==== Data provided ====
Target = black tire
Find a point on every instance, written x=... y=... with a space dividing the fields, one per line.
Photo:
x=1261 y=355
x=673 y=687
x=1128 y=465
====
==== Data provided ====
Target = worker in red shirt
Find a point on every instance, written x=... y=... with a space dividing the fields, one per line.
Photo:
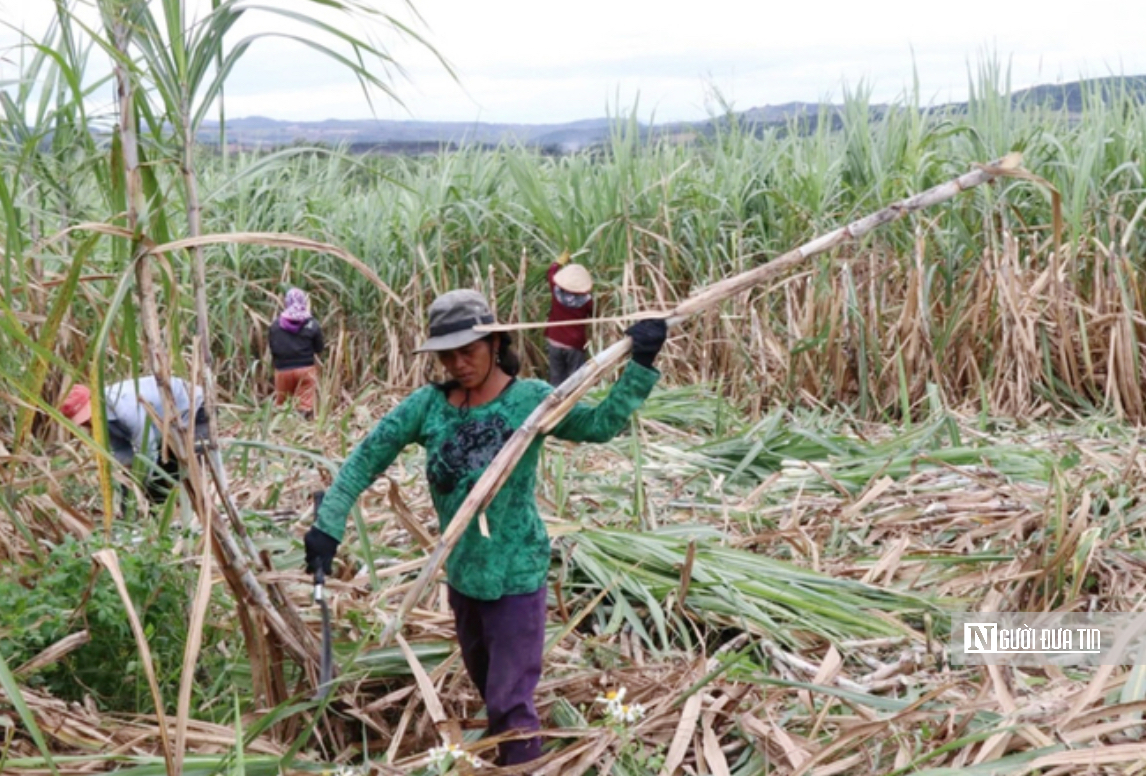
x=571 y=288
====
==== Data provided ====
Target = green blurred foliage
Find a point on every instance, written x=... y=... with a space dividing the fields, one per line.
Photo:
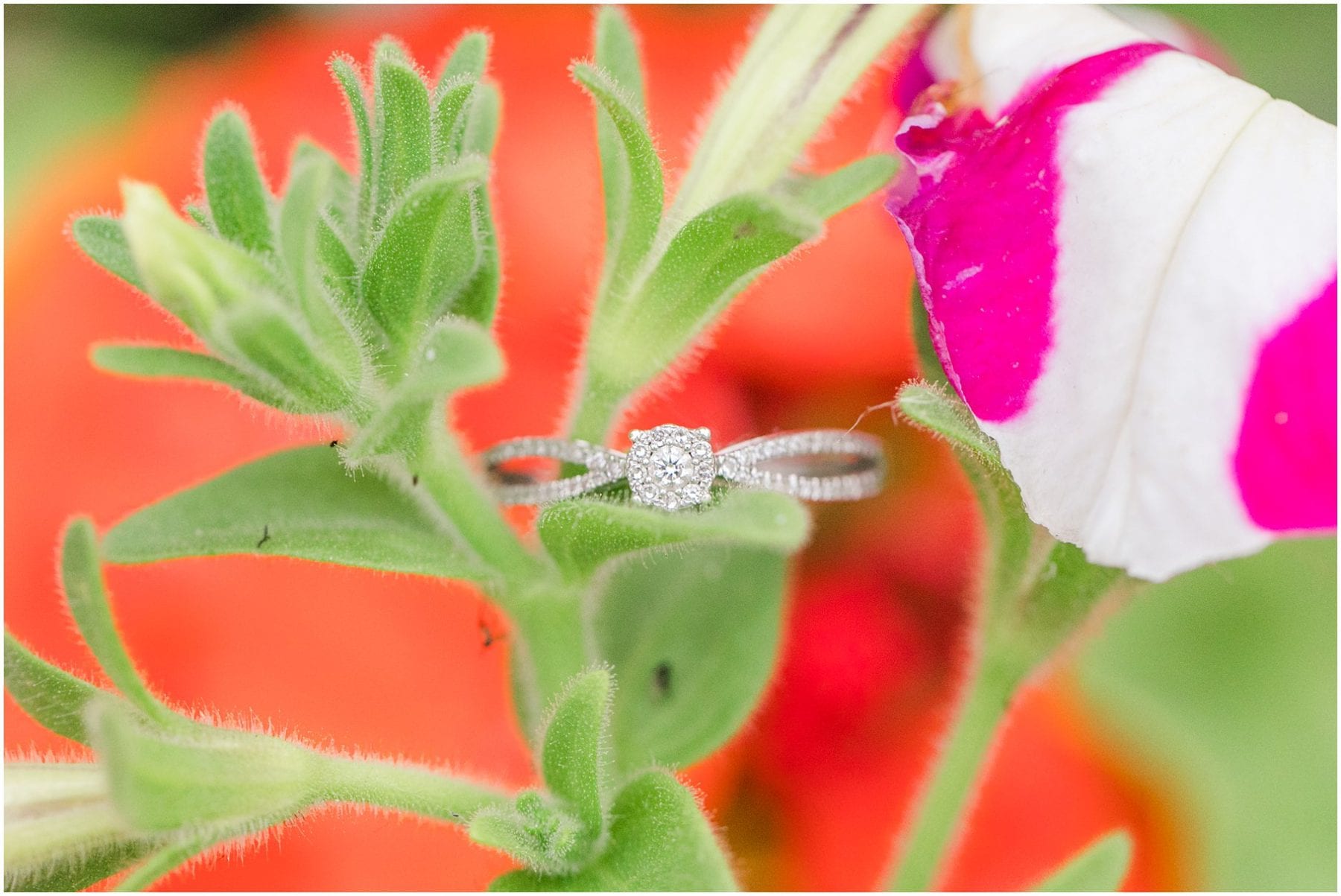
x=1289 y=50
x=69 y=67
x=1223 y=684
====
Every line containing the string "Target" is required; copy each such line from the data.

> _Solution_
Target = black tire
Target = worker in red shirt
Target = green blurred foliage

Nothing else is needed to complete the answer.